# The task
What is needed is an exact printout of all the data.

# The data
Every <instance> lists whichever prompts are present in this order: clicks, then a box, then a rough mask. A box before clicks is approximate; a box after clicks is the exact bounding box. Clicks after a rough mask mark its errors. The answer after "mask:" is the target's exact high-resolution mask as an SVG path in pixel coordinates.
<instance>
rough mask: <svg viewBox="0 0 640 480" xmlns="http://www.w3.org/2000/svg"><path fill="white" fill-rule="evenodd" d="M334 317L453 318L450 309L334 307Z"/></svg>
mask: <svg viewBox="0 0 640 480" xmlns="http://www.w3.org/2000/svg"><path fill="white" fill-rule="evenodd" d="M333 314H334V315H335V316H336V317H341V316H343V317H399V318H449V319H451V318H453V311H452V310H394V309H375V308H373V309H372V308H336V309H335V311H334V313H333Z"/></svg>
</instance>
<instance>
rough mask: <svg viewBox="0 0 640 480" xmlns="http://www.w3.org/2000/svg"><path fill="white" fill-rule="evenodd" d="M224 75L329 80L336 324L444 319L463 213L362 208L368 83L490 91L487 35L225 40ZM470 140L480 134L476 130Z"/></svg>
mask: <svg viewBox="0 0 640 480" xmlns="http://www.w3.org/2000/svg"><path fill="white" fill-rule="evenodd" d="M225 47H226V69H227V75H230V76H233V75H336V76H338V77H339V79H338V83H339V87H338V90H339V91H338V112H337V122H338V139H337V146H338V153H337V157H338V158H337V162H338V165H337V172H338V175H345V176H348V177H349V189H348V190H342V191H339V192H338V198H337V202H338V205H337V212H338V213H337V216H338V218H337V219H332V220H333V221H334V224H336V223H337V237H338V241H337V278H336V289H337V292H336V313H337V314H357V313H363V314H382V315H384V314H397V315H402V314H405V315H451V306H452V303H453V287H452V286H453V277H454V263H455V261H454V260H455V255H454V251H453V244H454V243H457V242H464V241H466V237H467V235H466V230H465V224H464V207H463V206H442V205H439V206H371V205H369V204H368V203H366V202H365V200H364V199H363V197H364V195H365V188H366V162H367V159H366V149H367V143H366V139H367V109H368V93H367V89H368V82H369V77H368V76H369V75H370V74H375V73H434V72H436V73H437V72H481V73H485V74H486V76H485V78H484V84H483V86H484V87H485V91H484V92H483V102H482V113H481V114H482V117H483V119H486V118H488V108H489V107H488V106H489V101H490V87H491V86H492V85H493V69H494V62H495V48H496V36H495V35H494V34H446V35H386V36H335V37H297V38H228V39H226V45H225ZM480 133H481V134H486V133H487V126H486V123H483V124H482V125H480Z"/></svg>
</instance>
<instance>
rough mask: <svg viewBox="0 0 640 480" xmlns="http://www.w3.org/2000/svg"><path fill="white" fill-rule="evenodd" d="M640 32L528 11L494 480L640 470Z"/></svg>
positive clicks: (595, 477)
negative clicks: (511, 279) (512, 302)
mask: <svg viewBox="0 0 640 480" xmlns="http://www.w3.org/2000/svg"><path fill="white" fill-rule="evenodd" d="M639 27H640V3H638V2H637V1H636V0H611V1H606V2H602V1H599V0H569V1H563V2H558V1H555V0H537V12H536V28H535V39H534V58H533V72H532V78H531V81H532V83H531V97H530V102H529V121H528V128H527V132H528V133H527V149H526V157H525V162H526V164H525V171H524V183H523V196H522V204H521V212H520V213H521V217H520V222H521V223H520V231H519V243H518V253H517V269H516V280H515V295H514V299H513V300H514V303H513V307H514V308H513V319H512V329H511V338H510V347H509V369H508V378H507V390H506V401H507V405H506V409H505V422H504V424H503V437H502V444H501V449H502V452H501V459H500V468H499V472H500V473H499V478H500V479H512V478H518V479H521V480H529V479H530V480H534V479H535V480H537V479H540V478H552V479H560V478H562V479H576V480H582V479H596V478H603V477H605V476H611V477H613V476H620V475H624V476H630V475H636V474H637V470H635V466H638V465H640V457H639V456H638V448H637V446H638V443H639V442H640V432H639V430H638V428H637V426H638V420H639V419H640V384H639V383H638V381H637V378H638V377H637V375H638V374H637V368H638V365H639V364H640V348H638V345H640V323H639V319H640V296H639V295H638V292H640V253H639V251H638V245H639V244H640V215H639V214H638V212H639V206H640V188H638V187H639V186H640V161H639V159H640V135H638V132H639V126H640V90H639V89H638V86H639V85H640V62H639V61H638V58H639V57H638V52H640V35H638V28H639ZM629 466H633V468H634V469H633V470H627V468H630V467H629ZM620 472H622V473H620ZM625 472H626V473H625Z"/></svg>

# Response below
Every <instance> lists whichever prompts are present in this order: clicks, then a box, then a rough mask. A box before clicks is approximate; a box after clicks is the exact bounding box. Clicks after a rough mask mark its errors. The answer after "mask:" is the target's exact high-resolution mask as an SVG path in pixel coordinates.
<instance>
rough mask: <svg viewBox="0 0 640 480" xmlns="http://www.w3.org/2000/svg"><path fill="white" fill-rule="evenodd" d="M334 317L453 318L450 309L334 307Z"/></svg>
mask: <svg viewBox="0 0 640 480" xmlns="http://www.w3.org/2000/svg"><path fill="white" fill-rule="evenodd" d="M333 314H334V315H335V316H336V317H341V316H343V317H399V318H449V319H451V318H453V311H452V310H394V309H375V308H373V309H372V308H336V309H335V311H334V313H333Z"/></svg>
</instance>
<instance>
rough mask: <svg viewBox="0 0 640 480" xmlns="http://www.w3.org/2000/svg"><path fill="white" fill-rule="evenodd" d="M224 75L329 80L336 324L444 319L463 213L362 208L368 83L490 91L487 35L225 40ZM470 140L480 134L476 130Z"/></svg>
mask: <svg viewBox="0 0 640 480" xmlns="http://www.w3.org/2000/svg"><path fill="white" fill-rule="evenodd" d="M225 47H226V69H227V75H230V76H233V75H336V76H338V77H339V79H338V83H339V87H338V90H339V91H338V112H337V122H338V139H337V146H338V153H337V157H338V158H337V162H338V165H337V172H338V175H345V176H348V177H349V189H348V190H342V191H339V192H338V198H337V202H338V205H337V212H338V213H337V216H338V218H337V219H332V220H333V221H334V224H336V223H337V237H338V241H337V278H336V289H337V292H336V313H337V314H357V313H363V314H382V315H384V314H397V315H402V314H405V315H451V306H452V303H453V287H452V286H453V277H454V263H455V261H454V260H455V255H454V251H453V244H454V243H457V242H464V241H466V237H467V235H466V230H465V224H464V207H463V206H442V205H439V206H371V205H369V204H368V203H366V202H365V200H364V199H363V197H364V195H365V188H366V162H367V159H366V149H367V143H366V139H367V109H368V93H367V89H368V82H369V77H368V76H369V75H370V74H375V73H434V72H436V73H437V72H481V73H485V74H486V76H485V78H484V84H483V86H484V87H485V91H484V92H483V102H482V113H481V114H482V117H483V119H486V118H488V108H489V107H488V106H489V101H490V87H491V86H492V85H493V69H494V62H495V48H496V36H495V35H494V34H446V35H386V36H335V37H297V38H228V39H226V45H225ZM480 133H481V134H486V133H487V126H486V123H483V124H482V125H480Z"/></svg>
</instance>
<instance>
rough mask: <svg viewBox="0 0 640 480" xmlns="http://www.w3.org/2000/svg"><path fill="white" fill-rule="evenodd" d="M640 32L528 11L494 480L640 470Z"/></svg>
positive clicks: (595, 477)
negative clicks: (511, 279) (512, 302)
mask: <svg viewBox="0 0 640 480" xmlns="http://www.w3.org/2000/svg"><path fill="white" fill-rule="evenodd" d="M639 27H640V3H638V2H637V1H636V0H611V1H606V2H602V1H599V0H569V1H563V2H558V1H555V0H537V12H536V28H535V39H534V58H533V72H532V78H531V81H532V83H531V97H530V102H529V121H528V128H527V132H528V133H527V149H526V157H525V162H526V164H525V171H524V183H523V196H522V204H521V212H520V213H521V217H520V222H521V223H520V231H519V243H518V253H517V269H516V280H515V295H514V299H513V300H514V303H513V307H514V308H513V319H512V329H511V338H510V347H509V369H508V378H507V390H506V401H507V405H506V409H505V422H504V424H503V437H502V444H501V449H502V452H501V459H500V468H499V472H500V473H499V478H500V479H512V478H518V479H521V480H529V479H530V480H534V479H535V480H537V479H540V478H552V479H560V478H562V479H576V480H582V479H596V478H603V477H605V476H611V477H613V476H620V475H624V476H630V475H636V474H637V470H635V466H638V465H640V457H639V456H638V448H637V446H638V443H639V442H640V432H639V430H638V428H637V426H638V420H639V419H640V384H639V383H638V381H637V378H638V377H637V375H638V374H637V368H638V365H639V364H640V348H638V345H640V323H639V319H640V296H639V295H638V292H640V253H639V251H638V245H639V244H640V215H639V214H638V212H639V206H640V188H638V187H639V186H640V161H639V159H640V135H638V132H639V126H640V90H639V89H638V86H639V85H640V62H639V61H638V58H639V57H638V52H640V35H638V28H639ZM629 466H633V468H634V469H633V470H627V468H630V467H629ZM620 472H622V473H620ZM625 472H626V473H625Z"/></svg>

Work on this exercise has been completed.